Task instructions:
Leaving out the pictures, reproduce each record exactly and in full.

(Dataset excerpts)
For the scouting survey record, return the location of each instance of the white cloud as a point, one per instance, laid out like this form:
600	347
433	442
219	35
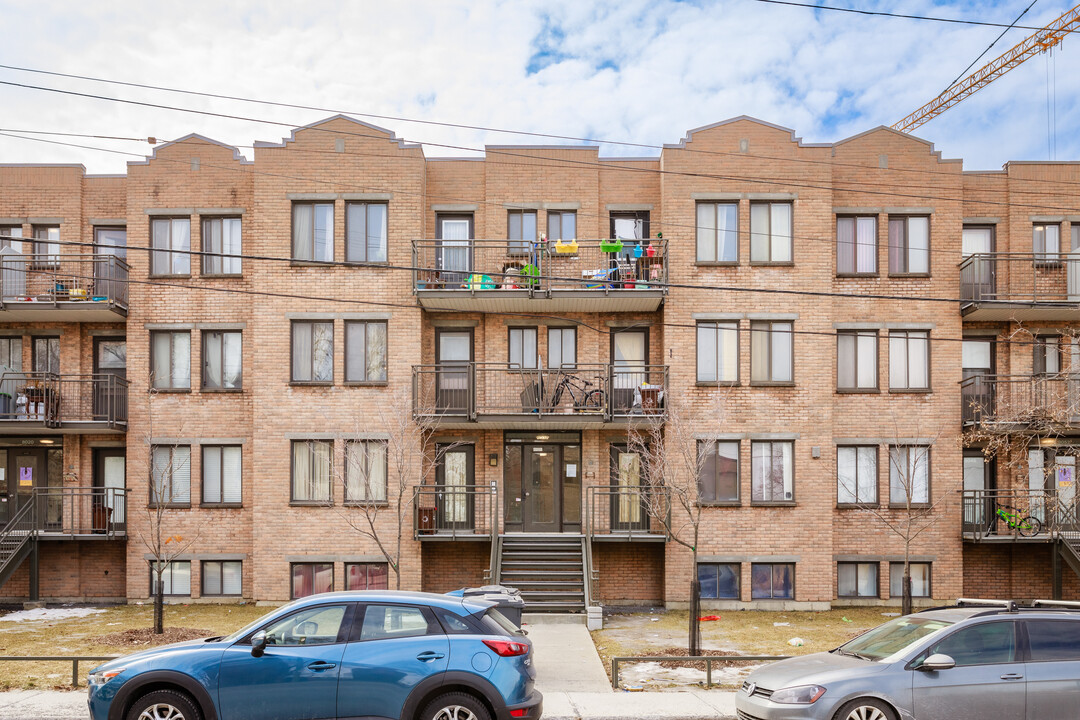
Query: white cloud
640	70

Solution:
For the scouting survey record, return the location of each instance of the white cloud as a point, one per instance, laid out like this form:
600	347
433	442
219	35
Query: white cloud
640	70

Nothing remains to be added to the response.